- _What you have to do_
Repeat the entire listing exactly.

- _Exercise materials_
* * * * * * * * *
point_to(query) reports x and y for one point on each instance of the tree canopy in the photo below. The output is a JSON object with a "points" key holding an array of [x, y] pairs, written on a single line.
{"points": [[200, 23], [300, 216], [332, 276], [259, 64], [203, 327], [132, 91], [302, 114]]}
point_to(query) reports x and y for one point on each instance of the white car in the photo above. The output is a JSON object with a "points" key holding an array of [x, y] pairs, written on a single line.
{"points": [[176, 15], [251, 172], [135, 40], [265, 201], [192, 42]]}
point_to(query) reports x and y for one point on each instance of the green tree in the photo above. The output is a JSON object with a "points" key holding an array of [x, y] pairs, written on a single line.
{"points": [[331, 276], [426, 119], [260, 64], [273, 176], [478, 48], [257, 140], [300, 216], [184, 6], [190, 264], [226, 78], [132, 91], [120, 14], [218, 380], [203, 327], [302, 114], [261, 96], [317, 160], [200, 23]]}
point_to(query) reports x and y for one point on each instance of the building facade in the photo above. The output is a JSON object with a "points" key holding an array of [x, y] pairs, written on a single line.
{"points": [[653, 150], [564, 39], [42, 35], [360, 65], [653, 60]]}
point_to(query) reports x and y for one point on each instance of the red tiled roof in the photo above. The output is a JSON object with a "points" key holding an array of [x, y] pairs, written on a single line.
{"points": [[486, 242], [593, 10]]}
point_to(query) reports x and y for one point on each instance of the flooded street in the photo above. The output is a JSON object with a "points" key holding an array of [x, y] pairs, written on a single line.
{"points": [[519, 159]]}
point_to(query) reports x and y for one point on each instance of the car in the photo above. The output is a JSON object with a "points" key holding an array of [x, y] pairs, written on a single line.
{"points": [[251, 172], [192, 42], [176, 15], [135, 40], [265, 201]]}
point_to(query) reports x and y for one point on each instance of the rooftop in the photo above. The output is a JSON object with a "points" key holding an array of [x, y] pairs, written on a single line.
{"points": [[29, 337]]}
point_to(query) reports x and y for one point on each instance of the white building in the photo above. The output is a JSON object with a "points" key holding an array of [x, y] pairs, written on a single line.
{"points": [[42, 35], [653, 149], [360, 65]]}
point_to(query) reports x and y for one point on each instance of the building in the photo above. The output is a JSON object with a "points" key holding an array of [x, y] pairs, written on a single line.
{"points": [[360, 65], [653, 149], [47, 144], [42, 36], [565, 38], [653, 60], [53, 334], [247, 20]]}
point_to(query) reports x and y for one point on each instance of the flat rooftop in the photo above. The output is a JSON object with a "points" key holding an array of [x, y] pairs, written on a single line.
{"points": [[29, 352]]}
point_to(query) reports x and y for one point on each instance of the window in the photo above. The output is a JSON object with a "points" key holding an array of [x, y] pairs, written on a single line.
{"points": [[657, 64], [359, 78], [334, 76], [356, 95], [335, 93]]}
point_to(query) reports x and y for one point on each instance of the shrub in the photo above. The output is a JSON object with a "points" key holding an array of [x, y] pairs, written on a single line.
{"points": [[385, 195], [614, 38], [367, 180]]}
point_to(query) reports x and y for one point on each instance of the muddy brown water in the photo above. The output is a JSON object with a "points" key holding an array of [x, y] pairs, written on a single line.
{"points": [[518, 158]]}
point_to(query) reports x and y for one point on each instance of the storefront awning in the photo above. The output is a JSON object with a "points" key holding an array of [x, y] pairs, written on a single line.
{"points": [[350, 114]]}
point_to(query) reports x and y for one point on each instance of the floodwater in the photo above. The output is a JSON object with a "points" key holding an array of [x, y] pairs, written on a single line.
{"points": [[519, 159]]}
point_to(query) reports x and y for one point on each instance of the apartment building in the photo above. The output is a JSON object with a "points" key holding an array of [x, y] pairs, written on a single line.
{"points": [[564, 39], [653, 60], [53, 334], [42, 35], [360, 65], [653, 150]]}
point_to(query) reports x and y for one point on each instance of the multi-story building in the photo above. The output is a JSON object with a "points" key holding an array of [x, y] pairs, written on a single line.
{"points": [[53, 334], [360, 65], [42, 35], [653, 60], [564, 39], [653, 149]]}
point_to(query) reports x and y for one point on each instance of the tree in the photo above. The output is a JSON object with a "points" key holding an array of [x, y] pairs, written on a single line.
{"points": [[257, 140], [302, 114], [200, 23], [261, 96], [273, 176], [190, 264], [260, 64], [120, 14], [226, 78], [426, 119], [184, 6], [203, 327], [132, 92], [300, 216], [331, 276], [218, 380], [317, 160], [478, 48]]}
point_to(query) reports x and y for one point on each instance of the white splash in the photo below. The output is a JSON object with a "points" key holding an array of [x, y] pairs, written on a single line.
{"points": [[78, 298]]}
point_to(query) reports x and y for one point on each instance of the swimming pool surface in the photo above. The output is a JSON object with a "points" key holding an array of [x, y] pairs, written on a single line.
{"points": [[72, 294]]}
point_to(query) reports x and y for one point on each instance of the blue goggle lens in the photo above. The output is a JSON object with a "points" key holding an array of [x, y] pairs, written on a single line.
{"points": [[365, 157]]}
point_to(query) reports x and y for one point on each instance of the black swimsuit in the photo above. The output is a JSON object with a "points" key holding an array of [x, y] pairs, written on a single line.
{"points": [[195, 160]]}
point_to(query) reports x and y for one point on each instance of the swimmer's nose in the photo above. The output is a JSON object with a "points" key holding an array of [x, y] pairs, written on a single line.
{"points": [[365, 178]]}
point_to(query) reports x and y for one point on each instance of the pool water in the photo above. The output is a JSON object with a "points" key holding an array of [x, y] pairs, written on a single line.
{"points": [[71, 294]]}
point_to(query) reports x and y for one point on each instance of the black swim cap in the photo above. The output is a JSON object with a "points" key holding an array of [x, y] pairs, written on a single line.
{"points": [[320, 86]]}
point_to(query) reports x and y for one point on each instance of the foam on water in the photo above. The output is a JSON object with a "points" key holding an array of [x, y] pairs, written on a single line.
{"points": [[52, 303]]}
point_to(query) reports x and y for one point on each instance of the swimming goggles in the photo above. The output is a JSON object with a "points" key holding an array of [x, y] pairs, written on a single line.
* * * * * * * * *
- _Answer to this task_
point_to(query) reports x and y for one point on each instance of the tree canopy in the photo below. The output is a JSON object with a "points" key holding an array of [x, y] pairs, written on a single line.
{"points": [[200, 23], [300, 216], [332, 276], [259, 64], [203, 327], [132, 91], [302, 114]]}
point_to(query) reports x and y for one point on each instance of the white car in the photo above. The output is a JSON object with a "points" key holding an array of [x, y] pairs, written on a single line.
{"points": [[176, 15], [251, 172], [135, 40], [265, 201], [192, 42]]}
point_to(query) reports x and y for one point on each instance of the green tree in the photo above. The output is a JSON object with a "points" key holding an array of [x, y] pairs, written on a single line.
{"points": [[331, 276], [426, 119], [260, 64], [273, 176], [478, 48], [257, 140], [300, 216], [184, 6], [190, 264], [226, 78], [132, 91], [120, 14], [218, 380], [203, 327], [302, 114], [261, 96], [317, 160], [200, 23]]}
point_to(query) reports x and y for one point on each instance of the building facade in the photo above. The output is a JSON object with a "points" key holding an array of [x, y] pairs, written on a single line.
{"points": [[653, 150], [564, 39], [42, 35], [360, 65], [653, 60]]}
point_to(query) reports x and y for one point on each instance of the red tiled roof in the photo above. The output is a JSON object with a "points" key holding an array of [x, y] pairs, written on a single line.
{"points": [[486, 242], [593, 10]]}
point_to(query) reports x and y for one point on each instance of the flooded street in the photo above. The output is a JSON object with a "points" key holding an array of [x, y] pairs, written on a single line.
{"points": [[519, 159]]}
point_to(query) reports x and y for one point on each instance of the car in the photo above. The output is a JSON object with a "points" key holding an array of [x, y] pairs, written on a single line.
{"points": [[251, 172], [192, 42], [176, 15], [135, 40], [265, 201]]}
point_to(query) reports x and y for one point on each instance of the rooftop in the photo above. The output is a JSON object with a "points" key holding an array of [x, y] pairs, written on a single line.
{"points": [[29, 337]]}
point_to(query) reports x and y for one point on each instance of the white building in the photo above. The output is a JSON object with a "points" key holding an array of [x, y] pairs, written on a single line.
{"points": [[42, 35], [653, 149], [360, 65]]}
point_to(query) reports x and y for one point on each instance of the building in the photo above. The output is a JSON object with a "points" key holding an array of [x, y] pairs, written on a single line.
{"points": [[360, 65], [653, 149], [47, 144], [42, 36], [565, 38], [653, 60], [53, 334], [247, 20]]}
point_to(query) reports x and y for one point on each instance of the flat rooftop in the photo above. The output is a JSON object with a "points" key holding an array of [x, y] pairs, written on a single line.
{"points": [[29, 352]]}
point_to(query) reports x and y for one point on each instance of the window in the photo above. The output is a JSON object with a "points" key holding an array of [x, y] pairs, written on a single line.
{"points": [[657, 64], [359, 78], [334, 76], [356, 95], [335, 93]]}
point_to(query) reports x and y for one point on each instance of the shrub in the photo above. The output is a JSON object with a "points" key holding an array of [x, y] pairs, written on a single line.
{"points": [[385, 195], [614, 38], [367, 180]]}
point_to(query) reports x and y for one point on each instance of the muddy brown water in the photo above. The output is a JSON object with a "points" key holding an array of [x, y] pairs, written on a single line.
{"points": [[518, 158]]}
point_to(query) reports x and y for one point on each instance of the storefront awning in the photo above. The output is a JSON object with a "points" key holding an array of [x, y] pairs, written on a single line.
{"points": [[350, 114]]}
point_to(query) reports x and y for one point on each instance of the floodwater in the photo above. The output is a JSON object with a "points" key holding an array of [x, y] pairs, written on a single line.
{"points": [[519, 159]]}
point_to(query) reports x and y for one point on each instance of the apartment building in the photo above. The output is a JSON object with a "points" key holding an array of [x, y] pairs, written on a single line.
{"points": [[564, 39], [653, 60], [53, 334], [42, 35], [360, 65], [653, 150]]}
point_to(query) reports x and y for one point on each instance of the multi-story building in the photo above. The output is a JSON object with a "points" key holding an array of [x, y] pairs, written on a single line.
{"points": [[53, 334], [360, 65], [42, 35], [653, 60], [564, 39], [653, 149]]}
point_to(query) reports x and y for one point on each instance of the tree in the photo above. The output is a JSON object with a "points" key holding an array of [x, y] pairs, written on a single line.
{"points": [[257, 140], [302, 114], [200, 23], [261, 96], [273, 176], [190, 264], [260, 64], [120, 14], [226, 78], [426, 119], [184, 6], [203, 327], [132, 92], [300, 216], [331, 276], [218, 380], [317, 160], [478, 48]]}
point_to(query) reports x and y for one point on each instance of the white splash in the photo below. The output is a JSON object with a "points" key holding an array of [x, y] pairs, written on a single line.
{"points": [[78, 298]]}
point_to(query) reports x and y for one point on each instance of the swimming pool surface in the photo above. The output is a JSON object with a "points" key holding an array of [x, y] pairs, written on a single line.
{"points": [[72, 294]]}
point_to(query) reports x and y for one point on each instance of the blue goggle lens in the photo above. The output is a JSON object with a "points" key holding an array of [x, y] pairs, written on a single line.
{"points": [[365, 157]]}
point_to(query) reports x and y for one point on each instance of the black swimsuit in the photo above. The output is a JSON object with a "points" key holding an array of [x, y] pairs, written on a single line.
{"points": [[195, 160]]}
point_to(query) reports x and y for one point on each instance of the swimmer's nose in the photo above. The output is a JSON object with a "points" key holding an array of [x, y] pairs, written on a single line.
{"points": [[365, 178]]}
point_to(query) reports x and y for one point on each instance of the pool water in the photo above. The output is a JSON object with a "points" key holding an array of [x, y] pairs, written on a single line.
{"points": [[71, 294]]}
point_to(query) reports x and y for one point on each instance of the black swim cap in the photo above. The output is a JSON object with a "points" key holding an array of [x, y] pairs, written on a single line.
{"points": [[320, 86]]}
point_to(query) reports x and y for one point on each instance of the foam on water in the photo above. The output is a JSON object with a "points" key holding an array of [x, y] pairs, written on a single line.
{"points": [[52, 303]]}
point_to(query) reports x and y for one point on each instance of the swimming goggles in the photo above. The output is a JSON object with a "points" key holding an array of [x, y] pairs, written on a single line.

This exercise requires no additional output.